This is a Continuation-in-Part of Application Ser. No. 061,229, filed July 27, 1979 abandoned.
The present invention is particularly adapted for use with a nickel-chromium-iron alloy such as that described in copending application Ser. No. 917,832, filed June 22, 1978, now U.S. Pat. No. 4,236,943 issued on Dec. 2, 1980, which has strong mechanical properties and, at the same time, has swelling resistance under the influence of irradiation and low neutron absorbence. As such, it is particularly adapted for use as a ducting and cladding alloy for fast breeder reactors.
A material of this type is a gamma-prime strengthened superalloy; and its properties can be altered drastically by varying the thermomechanical treatment to which it is subjected. For nuclear reactor applications it is, of course, desirable to subject the alloy to a thermomechanical treatment which will produce the greatest irradiation-induced swelling resistance and/or the highest strength and most importantly the highest post irradiation ductility.

++++++++

Work to do |
According to the alloy passage, what use is the nickel-chromium-iron alloy particularly adapted for?

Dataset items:

++++++++

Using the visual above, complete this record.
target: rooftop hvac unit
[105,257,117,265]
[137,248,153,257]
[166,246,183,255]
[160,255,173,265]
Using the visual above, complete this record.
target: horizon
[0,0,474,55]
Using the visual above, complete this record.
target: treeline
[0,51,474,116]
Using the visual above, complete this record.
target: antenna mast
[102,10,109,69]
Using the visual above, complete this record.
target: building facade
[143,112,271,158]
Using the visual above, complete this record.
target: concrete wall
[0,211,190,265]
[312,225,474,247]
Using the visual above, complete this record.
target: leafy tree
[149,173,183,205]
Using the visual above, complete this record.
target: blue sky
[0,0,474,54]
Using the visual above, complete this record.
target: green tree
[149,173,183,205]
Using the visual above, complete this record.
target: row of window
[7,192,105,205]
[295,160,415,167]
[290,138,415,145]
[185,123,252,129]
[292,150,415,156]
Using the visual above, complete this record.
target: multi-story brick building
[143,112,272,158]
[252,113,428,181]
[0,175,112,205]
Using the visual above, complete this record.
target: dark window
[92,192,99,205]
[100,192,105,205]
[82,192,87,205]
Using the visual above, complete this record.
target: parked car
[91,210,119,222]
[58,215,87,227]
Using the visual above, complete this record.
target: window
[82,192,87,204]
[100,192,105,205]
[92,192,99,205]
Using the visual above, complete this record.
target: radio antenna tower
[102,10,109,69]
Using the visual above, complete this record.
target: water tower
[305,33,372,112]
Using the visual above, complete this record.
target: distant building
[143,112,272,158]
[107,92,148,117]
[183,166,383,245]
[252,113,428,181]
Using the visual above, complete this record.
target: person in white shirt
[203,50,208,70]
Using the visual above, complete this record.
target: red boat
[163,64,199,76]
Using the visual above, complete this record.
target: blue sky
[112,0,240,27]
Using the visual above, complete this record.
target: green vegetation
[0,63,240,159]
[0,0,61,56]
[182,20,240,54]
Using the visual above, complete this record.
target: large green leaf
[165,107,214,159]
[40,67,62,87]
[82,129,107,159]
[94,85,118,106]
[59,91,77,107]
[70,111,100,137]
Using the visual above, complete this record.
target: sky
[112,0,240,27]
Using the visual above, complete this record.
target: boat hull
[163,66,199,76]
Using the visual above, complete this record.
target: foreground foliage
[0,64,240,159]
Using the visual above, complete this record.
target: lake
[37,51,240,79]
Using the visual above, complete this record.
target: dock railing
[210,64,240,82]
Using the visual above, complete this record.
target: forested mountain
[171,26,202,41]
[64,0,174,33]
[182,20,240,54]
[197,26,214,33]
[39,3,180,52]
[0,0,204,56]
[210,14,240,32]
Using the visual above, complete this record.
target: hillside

++++++++

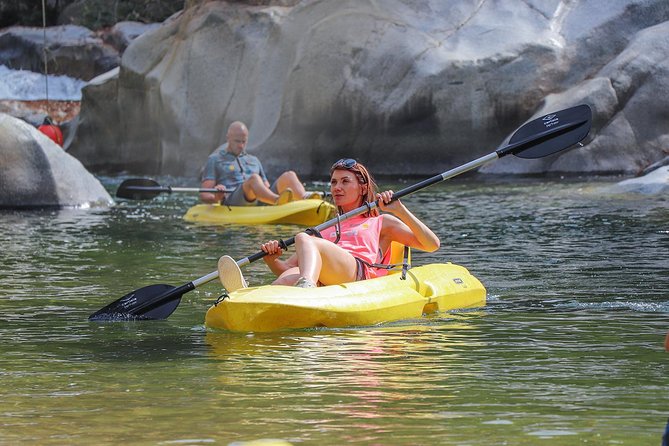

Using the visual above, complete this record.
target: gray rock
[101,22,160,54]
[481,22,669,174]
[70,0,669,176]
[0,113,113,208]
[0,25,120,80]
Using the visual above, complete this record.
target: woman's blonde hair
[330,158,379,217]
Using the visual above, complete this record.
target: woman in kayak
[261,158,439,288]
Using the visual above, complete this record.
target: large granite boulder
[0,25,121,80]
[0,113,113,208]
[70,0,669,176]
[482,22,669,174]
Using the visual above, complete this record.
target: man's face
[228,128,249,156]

++++++++

Result of the task |
As a ducting and cladding alloy for fast breeder reactors.